_Do this_
Turn every line of the listing below into a Markdown table with two columns, No. and Text. Number the rows in order and omit any blank lines.

_Data for this exercise_
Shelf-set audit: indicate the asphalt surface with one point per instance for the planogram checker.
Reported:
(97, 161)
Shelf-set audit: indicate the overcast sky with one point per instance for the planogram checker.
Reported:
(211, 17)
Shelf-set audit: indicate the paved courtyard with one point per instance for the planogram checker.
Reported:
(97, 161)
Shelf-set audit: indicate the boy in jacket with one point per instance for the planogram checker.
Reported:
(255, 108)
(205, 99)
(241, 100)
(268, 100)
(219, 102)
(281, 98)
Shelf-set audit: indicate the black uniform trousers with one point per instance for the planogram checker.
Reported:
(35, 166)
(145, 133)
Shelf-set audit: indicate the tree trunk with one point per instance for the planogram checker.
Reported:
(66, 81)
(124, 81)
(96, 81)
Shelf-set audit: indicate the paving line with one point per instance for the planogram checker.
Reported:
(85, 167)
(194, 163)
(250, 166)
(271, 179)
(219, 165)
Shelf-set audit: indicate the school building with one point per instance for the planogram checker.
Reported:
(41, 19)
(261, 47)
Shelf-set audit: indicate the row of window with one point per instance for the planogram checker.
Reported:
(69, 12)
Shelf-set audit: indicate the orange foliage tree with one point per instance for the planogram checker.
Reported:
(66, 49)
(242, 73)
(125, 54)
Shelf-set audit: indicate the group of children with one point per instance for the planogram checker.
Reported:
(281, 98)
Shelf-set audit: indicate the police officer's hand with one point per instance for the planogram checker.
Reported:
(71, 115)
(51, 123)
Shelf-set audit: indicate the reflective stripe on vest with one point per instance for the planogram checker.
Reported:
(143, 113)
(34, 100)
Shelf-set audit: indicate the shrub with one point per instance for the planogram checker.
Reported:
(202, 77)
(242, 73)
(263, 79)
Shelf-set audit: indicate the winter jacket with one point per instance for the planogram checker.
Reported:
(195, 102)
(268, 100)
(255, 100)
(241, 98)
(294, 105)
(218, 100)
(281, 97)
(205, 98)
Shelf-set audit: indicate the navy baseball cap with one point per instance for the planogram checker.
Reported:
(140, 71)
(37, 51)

_Reply to the exercise_
| No. | Text |
|---|---|
| 1 | Shelf-set audit: indicate the asphalt surface with one point per instance for the planogram checker. |
| 2 | Reported: |
| 3 | (97, 161) |
| 4 | Shelf-set audit: indicate the overcast sky with one point per instance for the planogram checker. |
| 5 | Reported: |
| 6 | (211, 17) |
| 7 | Shelf-set audit: indicate the paved courtyard with one point per instance for the planogram checker. |
| 8 | Reported: |
| 9 | (97, 161) |
| 10 | Shelf-set audit: indicate the boy in jacket with one point per instance for the planogram checker. |
| 11 | Reported: |
| 12 | (255, 108) |
| 13 | (205, 99) |
| 14 | (241, 100) |
| 15 | (268, 100) |
| 16 | (219, 102) |
| 17 | (281, 98) |
| 18 | Shelf-set audit: indicate the black uniform trousers with one point per instance for the planogram checker. |
| 19 | Reported: |
| 20 | (35, 166) |
| 21 | (145, 133) |
| 22 | Shelf-set audit: indicate the tree trunk with one point per instance for the planogram checker. |
| 23 | Reported: |
| 24 | (66, 81) |
| 25 | (124, 81) |
| 26 | (96, 81) |
| 27 | Shelf-set audit: indicate the paving line with one point per instance for the planogram checker. |
| 28 | Reported: |
| 29 | (85, 167) |
| 30 | (194, 163) |
| 31 | (250, 166) |
| 32 | (271, 179) |
| 33 | (219, 165) |
| 34 | Shelf-set audit: indicate the school building with one point per instance for the planogram checker. |
| 35 | Reported: |
| 36 | (41, 19) |
| 37 | (261, 47) |
| 38 | Shelf-set audit: indicate the row of window with one point per instance for the planogram checker. |
| 39 | Reported: |
| 40 | (69, 12) |
| 41 | Shelf-set audit: indicate the orange foliage tree with one point per instance for the planogram checker. |
| 42 | Reported: |
| 43 | (66, 49) |
| 44 | (242, 73) |
| 45 | (125, 54) |
| 46 | Shelf-set audit: indicate the group of children with one point per instance for the planogram checker. |
| 47 | Reported: |
| 48 | (281, 98) |
| 49 | Shelf-set audit: indicate the police officer's hand with one point per instance for the planogram checker. |
| 50 | Reported: |
| 51 | (71, 115) |
| 52 | (51, 123) |
| 53 | Shelf-set audit: indicate the reflective stripe on vest with one point per instance for the planogram checker. |
| 54 | Reported: |
| 55 | (143, 113) |
| 56 | (34, 100) |
| 57 | Shelf-set audit: indicate the shrub with one point per instance for the planogram checker. |
| 58 | Reported: |
| 59 | (202, 77) |
| 60 | (242, 73) |
| 61 | (263, 79) |
| 62 | Shelf-set audit: indicate the winter jacket with one point per instance for the planogram checker. |
| 63 | Reported: |
| 64 | (195, 102) |
| 65 | (268, 100) |
| 66 | (255, 100) |
| 67 | (241, 98) |
| 68 | (294, 105) |
| 69 | (218, 100) |
| 70 | (281, 97) |
| 71 | (205, 98) |
| 72 | Shelf-set audit: indicate the navy baseball cap with one point per instance for the planogram checker. |
| 73 | Reported: |
| 74 | (140, 71) |
| 75 | (37, 51) |